Exercise goal
Could you quote the text of every item below word for word, leaving the pictures out?

╭─ Record list

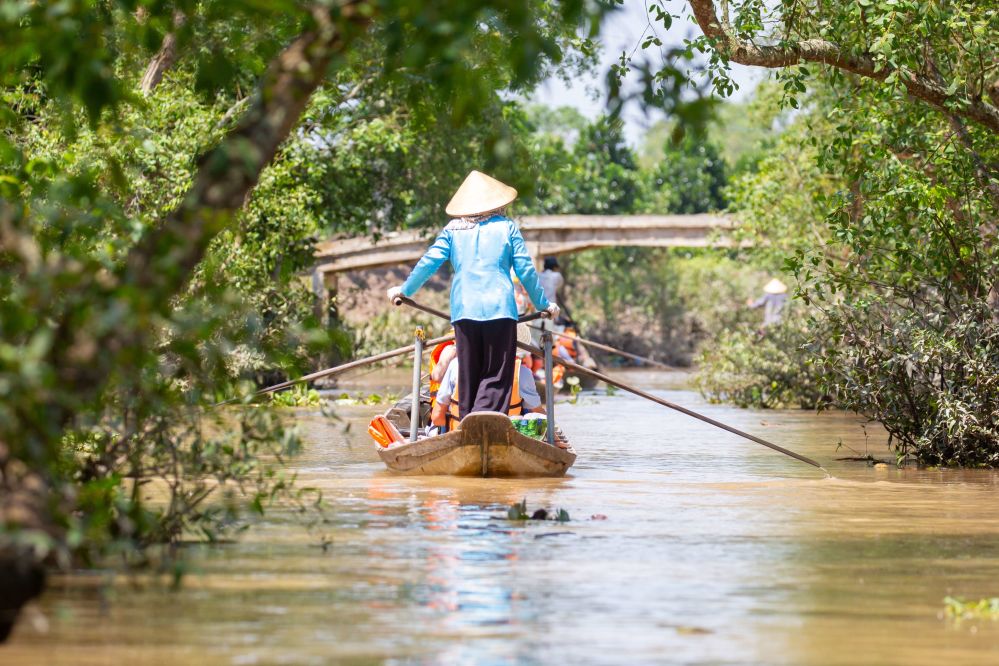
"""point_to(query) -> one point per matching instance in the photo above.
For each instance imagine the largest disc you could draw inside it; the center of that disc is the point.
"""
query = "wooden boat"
(486, 445)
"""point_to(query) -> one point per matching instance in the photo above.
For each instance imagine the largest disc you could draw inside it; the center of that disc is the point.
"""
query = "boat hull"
(486, 445)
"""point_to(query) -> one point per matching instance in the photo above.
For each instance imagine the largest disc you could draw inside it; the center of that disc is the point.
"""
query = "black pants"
(487, 352)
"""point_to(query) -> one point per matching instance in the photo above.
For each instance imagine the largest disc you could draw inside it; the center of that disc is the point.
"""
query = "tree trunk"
(163, 60)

╰─

Written response
"""point_to(query) -> one point per matching instance in the photo above.
For each instance imagine the largest disc you could draw inside it; the center of that disc is the point.
"""
query = "wooden boat"
(486, 445)
"""point_to(query) -> one point per matching instance in the photo above.
For each instance imagine the largest disc you could draw inside it; the center of that disc is the point.
"""
query = "boat hull"
(486, 445)
"""point_to(query) -> one point per matching instance in the photo above.
For each instance imagine the largest disc you could draw inside it; the center of that disc is the point.
"""
query = "black pants"
(487, 352)
"""point_to(query) -> one point per matching instance in the photo above.
For each instance imagine the largest disc you could draw inside it; the center of that disc is the point.
"""
query = "tree trunk"
(163, 60)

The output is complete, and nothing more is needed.